## PEDIDO DADO 1
Reescreva em forma de lista o parágrafo do excerto que começa por «Quando vamos à Galiza», preservando os factos principais.

## EXCERTO
Marco Neves e Sam The Kid visitarão a Escola Oficial de Idiomas de Santiago de Compostela e o IES Xelmires II na segunda-feira dia 4 de dezembro. Estes dois comunicadores da língua portuguesa vêm falar sobre dois dos seus livros, sobre o português, sobre o galego e sobre tudo o que as pessoas quiserem perguntar.
«[…] Enfim: todos nós que dizemos falar português e todos os que dizem falar galego falamos qualquer coisa que teve origem nos falares da Galécia, ali no noroeste da Península. Durante séculos, o latim trazido pelos soldados e colonos romanos e adquirido por toda a população foi sofrendo transformações — não as podemos ver em tempo real, porque ninguém as registava ou escrevia, mas, muitos séculos depois, quando finalmente a língua começou a ser escrita, havia nesse território uma língua já formada, com verbos próprios, com formas próprias, com características que a identificam e a distinguem das outras línguas em redor.
O que chamavam as pessoas a essa língua que já era, em muitos aspectos, a nossa? Não lhe chamavam nem galego nem português: chamavam-lhe linguagem, com toda a probabilidade. Era a língua do povo. Nós, agora, olhando para trás, podemos chamar-lhe «português», o que não deixa de ser anacrónico, ou «galego», o que não deixa de assustar algumas almas mais sensíveis, ou «galego-português», para agradar a gregos e a troianos (como se esses fossem para aqui chamados). Na escrita, durante todos esses séculos do primeiro milénio, o latim continuou rei e senhor.
Quando Portugal se tornou independente, começámos a usar a língua que existia no território, que era ainda apenas o Norte. Não a escolhemos de imediato, pois nos primeiros tempos o latim ainda foi a língua oficial. Mas, devagar, a língua que era de facto falada começou a infiltrar-se nos textos escritos, às vezes de forma imperceptível, outras vezes de forma mais clara. Continuar lendo “Qual é a origem da língua portuguesa?”
«Quando andamos pela Europa, estamos habituados a que ninguém nos compreenda quando falamos português. Ora, há um povo que percebe o que dizemos, mas nós nem notamos…
Quando vamos à Galiza, nem sempre reparamos que, além do castelhano, há por lá outra língua. E, no entanto, essa língua está bem visível em muitos locais. Por exemplo, nas placas da estrada. Sempre com cuidado (não vá bater no carro da frente), repare na «Rede de Estradas do Estado» por cima da castelhana «Red de Carreteras del Estado».
Se não puder ir lá ver ao vivo, deixo aqui uma foto para ajudar (o nome da «autopista» está em castelhano, mas a indicação da rede está nas duas línguas):
Depois, os nomes das terras estão em galego. A população sempre usou estes nomes, mas, durante algum tempo, os nomes nas placas da estrada foram escritos em castelhano. Hoje, não é isso que acontece. Os topónimos galegos são escritos, oficialmente, em galego: «A Coruña», «A Guarda», «Ourense», entre tantos outros.

## REGISTOS LISTADOS

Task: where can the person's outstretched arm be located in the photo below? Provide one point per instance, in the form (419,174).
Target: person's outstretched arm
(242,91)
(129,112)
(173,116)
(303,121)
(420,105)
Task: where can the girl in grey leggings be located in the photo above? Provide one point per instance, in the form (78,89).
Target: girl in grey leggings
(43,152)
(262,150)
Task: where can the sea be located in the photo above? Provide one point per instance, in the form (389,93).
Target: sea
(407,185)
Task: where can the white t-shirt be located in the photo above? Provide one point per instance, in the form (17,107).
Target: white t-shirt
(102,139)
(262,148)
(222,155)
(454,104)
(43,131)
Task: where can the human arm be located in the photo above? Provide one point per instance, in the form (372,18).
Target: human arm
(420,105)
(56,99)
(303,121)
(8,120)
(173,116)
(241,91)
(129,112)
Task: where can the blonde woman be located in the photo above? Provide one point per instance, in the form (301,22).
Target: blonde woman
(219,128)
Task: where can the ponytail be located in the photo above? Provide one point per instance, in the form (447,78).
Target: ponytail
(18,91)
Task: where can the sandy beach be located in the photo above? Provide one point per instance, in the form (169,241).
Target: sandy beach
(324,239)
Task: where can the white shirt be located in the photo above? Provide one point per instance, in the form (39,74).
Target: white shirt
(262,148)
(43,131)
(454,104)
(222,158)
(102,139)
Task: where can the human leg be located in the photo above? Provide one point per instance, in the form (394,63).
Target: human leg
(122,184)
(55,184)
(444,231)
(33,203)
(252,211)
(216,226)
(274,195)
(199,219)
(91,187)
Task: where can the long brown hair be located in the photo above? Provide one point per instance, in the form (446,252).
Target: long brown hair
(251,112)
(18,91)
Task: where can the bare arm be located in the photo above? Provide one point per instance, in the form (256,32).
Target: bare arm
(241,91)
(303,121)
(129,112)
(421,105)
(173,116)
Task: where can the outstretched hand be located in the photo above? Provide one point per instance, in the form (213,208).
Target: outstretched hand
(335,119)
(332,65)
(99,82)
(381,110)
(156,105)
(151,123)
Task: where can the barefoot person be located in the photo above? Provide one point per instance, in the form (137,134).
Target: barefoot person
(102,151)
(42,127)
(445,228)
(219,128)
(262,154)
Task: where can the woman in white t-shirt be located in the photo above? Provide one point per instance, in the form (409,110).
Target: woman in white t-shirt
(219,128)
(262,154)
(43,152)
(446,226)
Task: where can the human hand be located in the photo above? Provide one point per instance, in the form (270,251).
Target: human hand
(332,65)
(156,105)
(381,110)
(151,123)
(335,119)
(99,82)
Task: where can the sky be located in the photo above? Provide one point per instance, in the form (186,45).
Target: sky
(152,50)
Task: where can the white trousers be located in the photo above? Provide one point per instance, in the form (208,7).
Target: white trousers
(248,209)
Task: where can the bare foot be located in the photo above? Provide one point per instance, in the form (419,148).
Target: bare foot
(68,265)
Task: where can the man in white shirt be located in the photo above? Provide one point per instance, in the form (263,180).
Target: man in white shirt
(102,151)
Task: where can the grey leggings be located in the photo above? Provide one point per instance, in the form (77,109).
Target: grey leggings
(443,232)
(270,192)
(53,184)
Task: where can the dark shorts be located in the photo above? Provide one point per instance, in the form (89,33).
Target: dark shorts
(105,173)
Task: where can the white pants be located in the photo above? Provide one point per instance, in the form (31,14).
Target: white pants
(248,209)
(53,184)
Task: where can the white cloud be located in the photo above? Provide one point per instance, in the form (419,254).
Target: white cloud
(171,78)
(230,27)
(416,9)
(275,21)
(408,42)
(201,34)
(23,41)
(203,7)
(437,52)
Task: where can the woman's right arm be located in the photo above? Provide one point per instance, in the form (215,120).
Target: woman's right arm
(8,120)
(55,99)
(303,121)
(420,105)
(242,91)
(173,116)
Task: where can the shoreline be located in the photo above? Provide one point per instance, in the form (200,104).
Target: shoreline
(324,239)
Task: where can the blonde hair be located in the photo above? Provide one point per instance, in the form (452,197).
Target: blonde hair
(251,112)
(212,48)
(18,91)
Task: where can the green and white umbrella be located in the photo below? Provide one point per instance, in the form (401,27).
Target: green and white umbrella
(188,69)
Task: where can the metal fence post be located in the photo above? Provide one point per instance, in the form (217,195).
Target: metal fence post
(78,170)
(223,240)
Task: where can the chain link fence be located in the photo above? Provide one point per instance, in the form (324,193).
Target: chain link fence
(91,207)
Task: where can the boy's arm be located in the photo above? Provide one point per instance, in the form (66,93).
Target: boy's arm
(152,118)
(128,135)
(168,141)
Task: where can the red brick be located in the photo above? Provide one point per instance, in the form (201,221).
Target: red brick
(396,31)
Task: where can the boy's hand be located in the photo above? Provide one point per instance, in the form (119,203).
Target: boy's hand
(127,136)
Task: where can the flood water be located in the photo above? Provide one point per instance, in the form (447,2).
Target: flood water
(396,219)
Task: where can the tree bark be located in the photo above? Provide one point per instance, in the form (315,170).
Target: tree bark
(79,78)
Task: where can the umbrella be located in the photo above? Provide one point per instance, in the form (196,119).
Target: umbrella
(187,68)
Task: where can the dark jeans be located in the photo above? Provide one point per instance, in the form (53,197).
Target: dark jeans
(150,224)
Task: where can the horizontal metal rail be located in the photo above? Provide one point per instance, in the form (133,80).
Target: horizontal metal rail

## PEDIDO DADO 2
Indique todas as linhas dos registos que contêm a palavra "person", copiando cada uma na íntegra.

## RESPOSTA COMPLETA 1
- Na Galiza, além do castelhano, existe outra língua, em que nem sempre se repara.
- Essa língua está bem visível em muitos locais, por exemplo nas placas da estrada.
- Nas placas, «Rede de Estradas do Estado» aparece por cima da forma castelhana «Red de Carreteras del Estado».

## RESPOSTA COMPLETA 2
Task: where can the person's outstretched arm be located in the photo below? Provide one point per instance, in the form (419,174).
Target: person's outstretched arm
Task: where can the barefoot person be located in the photo above? Provide one point per instance, in the form (137,134).
Target: barefoot person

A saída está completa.